(Position annotation records)
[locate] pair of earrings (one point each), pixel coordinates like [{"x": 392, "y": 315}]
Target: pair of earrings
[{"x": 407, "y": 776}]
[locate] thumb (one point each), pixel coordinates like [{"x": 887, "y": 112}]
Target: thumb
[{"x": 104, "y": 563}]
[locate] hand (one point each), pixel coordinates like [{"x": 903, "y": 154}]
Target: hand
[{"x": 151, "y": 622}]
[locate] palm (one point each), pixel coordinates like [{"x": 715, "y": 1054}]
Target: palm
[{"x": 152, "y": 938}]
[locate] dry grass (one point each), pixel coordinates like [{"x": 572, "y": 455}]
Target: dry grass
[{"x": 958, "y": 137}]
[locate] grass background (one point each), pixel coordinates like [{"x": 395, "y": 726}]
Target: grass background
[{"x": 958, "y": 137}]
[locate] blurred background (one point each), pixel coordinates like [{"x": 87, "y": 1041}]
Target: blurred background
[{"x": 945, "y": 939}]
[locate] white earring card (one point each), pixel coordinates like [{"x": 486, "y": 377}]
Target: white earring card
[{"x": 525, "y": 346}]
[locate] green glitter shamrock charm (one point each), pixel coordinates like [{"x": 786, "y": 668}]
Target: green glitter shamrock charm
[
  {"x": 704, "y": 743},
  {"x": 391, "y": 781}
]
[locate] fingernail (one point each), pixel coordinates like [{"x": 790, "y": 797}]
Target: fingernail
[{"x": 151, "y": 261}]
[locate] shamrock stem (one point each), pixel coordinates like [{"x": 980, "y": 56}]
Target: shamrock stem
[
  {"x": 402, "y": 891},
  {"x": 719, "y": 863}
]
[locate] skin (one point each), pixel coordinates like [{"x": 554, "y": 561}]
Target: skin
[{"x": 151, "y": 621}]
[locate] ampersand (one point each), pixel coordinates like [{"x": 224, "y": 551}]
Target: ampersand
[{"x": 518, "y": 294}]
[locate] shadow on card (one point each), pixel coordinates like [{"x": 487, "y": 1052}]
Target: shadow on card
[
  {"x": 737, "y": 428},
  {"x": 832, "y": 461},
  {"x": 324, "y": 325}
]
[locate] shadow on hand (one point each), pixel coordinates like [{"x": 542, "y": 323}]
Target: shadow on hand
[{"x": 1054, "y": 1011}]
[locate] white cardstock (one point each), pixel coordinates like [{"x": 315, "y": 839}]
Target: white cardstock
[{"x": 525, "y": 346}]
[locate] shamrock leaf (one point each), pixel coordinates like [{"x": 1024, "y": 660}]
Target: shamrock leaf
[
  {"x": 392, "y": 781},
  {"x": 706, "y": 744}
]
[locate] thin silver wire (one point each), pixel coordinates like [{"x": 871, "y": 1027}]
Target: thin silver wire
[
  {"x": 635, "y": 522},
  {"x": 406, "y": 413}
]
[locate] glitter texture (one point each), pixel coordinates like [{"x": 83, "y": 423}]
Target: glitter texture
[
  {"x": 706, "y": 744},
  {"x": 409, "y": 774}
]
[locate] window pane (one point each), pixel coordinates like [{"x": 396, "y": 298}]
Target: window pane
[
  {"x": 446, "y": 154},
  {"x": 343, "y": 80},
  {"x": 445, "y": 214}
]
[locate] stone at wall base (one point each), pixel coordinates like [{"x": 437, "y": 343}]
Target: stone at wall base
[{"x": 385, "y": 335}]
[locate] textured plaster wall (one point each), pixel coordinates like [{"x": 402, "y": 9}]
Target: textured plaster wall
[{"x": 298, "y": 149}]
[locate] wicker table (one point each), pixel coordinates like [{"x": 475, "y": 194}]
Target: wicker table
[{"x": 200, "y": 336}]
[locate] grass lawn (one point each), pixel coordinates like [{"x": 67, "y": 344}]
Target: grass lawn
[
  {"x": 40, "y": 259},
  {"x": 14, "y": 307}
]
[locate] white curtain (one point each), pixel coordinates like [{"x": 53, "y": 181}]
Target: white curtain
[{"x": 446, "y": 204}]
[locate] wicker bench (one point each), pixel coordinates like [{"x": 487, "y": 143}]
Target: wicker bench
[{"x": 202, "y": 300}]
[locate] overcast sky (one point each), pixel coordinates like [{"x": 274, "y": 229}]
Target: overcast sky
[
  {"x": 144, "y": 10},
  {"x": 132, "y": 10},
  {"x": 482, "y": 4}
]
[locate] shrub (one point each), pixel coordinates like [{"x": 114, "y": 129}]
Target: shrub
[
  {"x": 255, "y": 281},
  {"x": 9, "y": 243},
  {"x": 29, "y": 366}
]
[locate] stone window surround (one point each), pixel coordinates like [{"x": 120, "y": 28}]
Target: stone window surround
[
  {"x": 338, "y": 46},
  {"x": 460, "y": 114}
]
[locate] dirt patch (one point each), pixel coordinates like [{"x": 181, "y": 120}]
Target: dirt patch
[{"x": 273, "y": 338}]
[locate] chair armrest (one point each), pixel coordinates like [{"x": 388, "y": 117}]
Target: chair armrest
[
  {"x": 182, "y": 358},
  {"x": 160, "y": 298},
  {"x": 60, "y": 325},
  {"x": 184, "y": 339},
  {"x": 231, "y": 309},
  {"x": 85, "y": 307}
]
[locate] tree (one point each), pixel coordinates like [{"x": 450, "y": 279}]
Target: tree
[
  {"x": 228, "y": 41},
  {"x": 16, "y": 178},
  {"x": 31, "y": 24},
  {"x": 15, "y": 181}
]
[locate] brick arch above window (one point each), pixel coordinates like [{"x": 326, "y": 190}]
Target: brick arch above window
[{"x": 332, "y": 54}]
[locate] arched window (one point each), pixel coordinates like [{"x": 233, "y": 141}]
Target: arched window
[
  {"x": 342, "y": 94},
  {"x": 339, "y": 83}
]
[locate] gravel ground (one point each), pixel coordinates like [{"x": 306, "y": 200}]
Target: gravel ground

EXERCISE:
Repeat precisely the lines of the data starting at the one containing "[locate] chair armrest", last line included.

WRITTEN SOLUTION:
[locate] chair armrest (one point each), pixel coordinates like [{"x": 388, "y": 117}]
Target: chair armrest
[
  {"x": 182, "y": 358},
  {"x": 160, "y": 298},
  {"x": 60, "y": 325},
  {"x": 184, "y": 339},
  {"x": 231, "y": 309},
  {"x": 85, "y": 307}
]
[locate] tree (one point each), pixel coordinates like [{"x": 450, "y": 279}]
Target: tree
[
  {"x": 228, "y": 41},
  {"x": 16, "y": 178},
  {"x": 31, "y": 24},
  {"x": 15, "y": 181}
]
[locate] brick arch above window (one point each), pixel coordinates like [{"x": 326, "y": 190}]
Target: brick arch above window
[{"x": 332, "y": 54}]
[locate] arched window (one point each), pixel coordinates like [{"x": 233, "y": 141}]
Target: arched window
[
  {"x": 342, "y": 94},
  {"x": 339, "y": 83}
]
[locate] gravel ground (one point each), pixel coordinates like [{"x": 306, "y": 200}]
Target: gravel ground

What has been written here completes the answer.